#### Task goal:
Rewrite the records from the line containing "of the document." through the end, changing each "innermost" to "central" and leaving everything else in those lines as it is.

[Object location annotation data]
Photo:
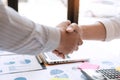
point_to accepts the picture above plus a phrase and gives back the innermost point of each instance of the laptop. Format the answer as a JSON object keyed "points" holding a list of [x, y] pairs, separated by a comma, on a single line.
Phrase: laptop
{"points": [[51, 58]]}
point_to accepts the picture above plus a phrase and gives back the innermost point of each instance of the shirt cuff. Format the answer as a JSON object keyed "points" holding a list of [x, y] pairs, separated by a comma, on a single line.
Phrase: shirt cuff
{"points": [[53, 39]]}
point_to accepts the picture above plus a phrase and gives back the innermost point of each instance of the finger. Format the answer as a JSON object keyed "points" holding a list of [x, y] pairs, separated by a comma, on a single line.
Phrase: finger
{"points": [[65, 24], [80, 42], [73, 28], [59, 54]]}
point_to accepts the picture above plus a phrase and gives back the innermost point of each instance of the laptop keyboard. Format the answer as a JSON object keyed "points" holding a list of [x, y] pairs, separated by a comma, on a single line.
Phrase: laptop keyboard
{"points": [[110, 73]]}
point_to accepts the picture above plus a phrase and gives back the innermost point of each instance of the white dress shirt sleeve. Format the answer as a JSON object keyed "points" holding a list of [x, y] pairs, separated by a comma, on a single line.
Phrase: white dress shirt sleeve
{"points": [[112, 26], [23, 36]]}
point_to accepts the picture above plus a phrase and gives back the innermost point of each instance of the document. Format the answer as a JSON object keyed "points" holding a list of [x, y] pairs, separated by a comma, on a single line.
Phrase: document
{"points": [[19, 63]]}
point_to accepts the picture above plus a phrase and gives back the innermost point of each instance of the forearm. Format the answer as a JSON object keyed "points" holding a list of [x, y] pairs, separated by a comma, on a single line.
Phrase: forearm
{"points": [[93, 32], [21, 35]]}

#### Solved exercise:
point_to accepts the picture above plus a phrase and gives back the central point of each instance of the document. Format the answer as a JSON object keyed "points" holding a list of [x, y] pairs, separated by a comma, on a single line.
Phrase: document
{"points": [[19, 63]]}
point_to accepts the picture above plus a phrase and gives back the central point of each instance of the forearm. Format the answer as a JSON object keyed "points" holding a list of [x, y] pairs, separated by a comma, on a single line.
Phrase: forearm
{"points": [[93, 32], [21, 35]]}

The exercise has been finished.